**WRITTEN PROBLEM 1**
In the forum thread about Guns N' Roses, why did roguetrader have to sell the first-pressing copy of Appetite For Destruction? Reply in one to three sentences.

**DOCUMENT EXTRACT**
** Start **

# How did I miss this? Oh my word



## BradKajukenbo (Aug 3, 2019)

Guns N' Roses was hella popular when I was a teenager. I seen them live. 93 or 92 at the Portland Rose Garden. The last I heard about Guns N Roses is when they covered Sympathy for the Devil for Interview with a Vampire. Remember when they broke up. Slash and Duff with the singer of Stone Temple Pilots formed Velvet Revolver. Axl went into hiding or something like that.

He came back with AC/DC??? WTF happened to Brian Johnson?



He sounds horrible! Is this really Axl Rose???


----------



## travelingheathen (Aug 3, 2019)

It looks like that was really him... although; you have failed to realize, he sucked back then too.


----------



## BradKajukenbo (Aug 3, 2019)

travelingheathen said:


> It looks like that was really him... although; you have failed to realize, he sucked back then too.



I do have to agree with you. He did suck back then. The band was badass. Just found this on youtube. Fucking hilarious. I almost pissed watching it


----------



## travelingheathen (Aug 3, 2019)

Axle and Donnie Baker pretty much sums up those inbred fucks from Indiana.


Hold on... I'm originally from Indiana. Shit! hahaha


----------



## roguetrader (Aug 3, 2019)

Guns and Roses were great when they first showed up but nose dived pretty fast - I had Appetite For Destruction on a first pressing, with the subsequently 'banned' cover - bet that's worth a fair bit now ! had to sell it though, when I turned 15, got into punk and purged all the metal records.....


----------



## train in vain (Aug 3, 2019)

roguetrader said:


> Guns and Roses were great when they first showed up but nose dived pretty fast - I had Appetite For Destruction on a first pressing, with the subsequently 'banned' cover - bet that's worth a fair bit now ! had to sell it though, when I turned 15, got into punk and purged all the metal records.....


Metal? Heheheheaaaa


----------

** End **

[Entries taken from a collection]
** Start **

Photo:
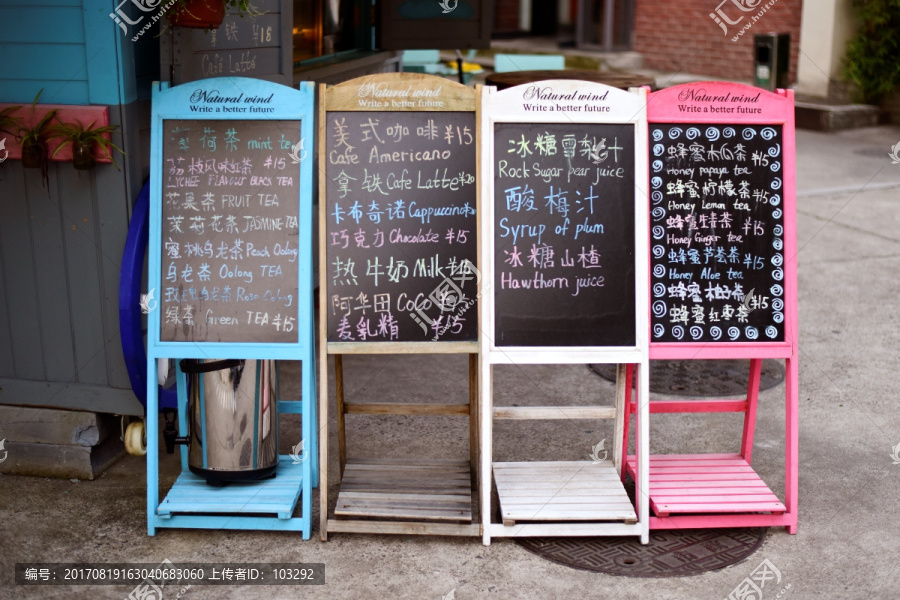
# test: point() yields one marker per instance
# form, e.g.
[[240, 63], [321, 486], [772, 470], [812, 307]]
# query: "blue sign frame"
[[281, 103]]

** End **
** Start **

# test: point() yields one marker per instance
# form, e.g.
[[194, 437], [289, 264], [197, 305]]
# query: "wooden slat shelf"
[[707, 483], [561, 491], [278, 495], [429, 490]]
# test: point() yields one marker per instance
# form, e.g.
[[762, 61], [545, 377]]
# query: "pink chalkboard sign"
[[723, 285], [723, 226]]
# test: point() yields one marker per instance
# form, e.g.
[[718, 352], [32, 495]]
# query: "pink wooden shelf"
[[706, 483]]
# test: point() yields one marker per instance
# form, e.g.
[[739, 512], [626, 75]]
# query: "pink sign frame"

** End **

**WRITTEN PROBLEM 2**
From the rows above, pull out each line that contains the string "shelf".

**FINAL ANSWER 1**
At 15, roguetrader got into punk and purged all the metal records. So the first-pressing copy with the "banned" cover had to go as well.

**FINAL ANSWER 2**
# query: "wooden slat shelf"
# query: "pink wooden shelf"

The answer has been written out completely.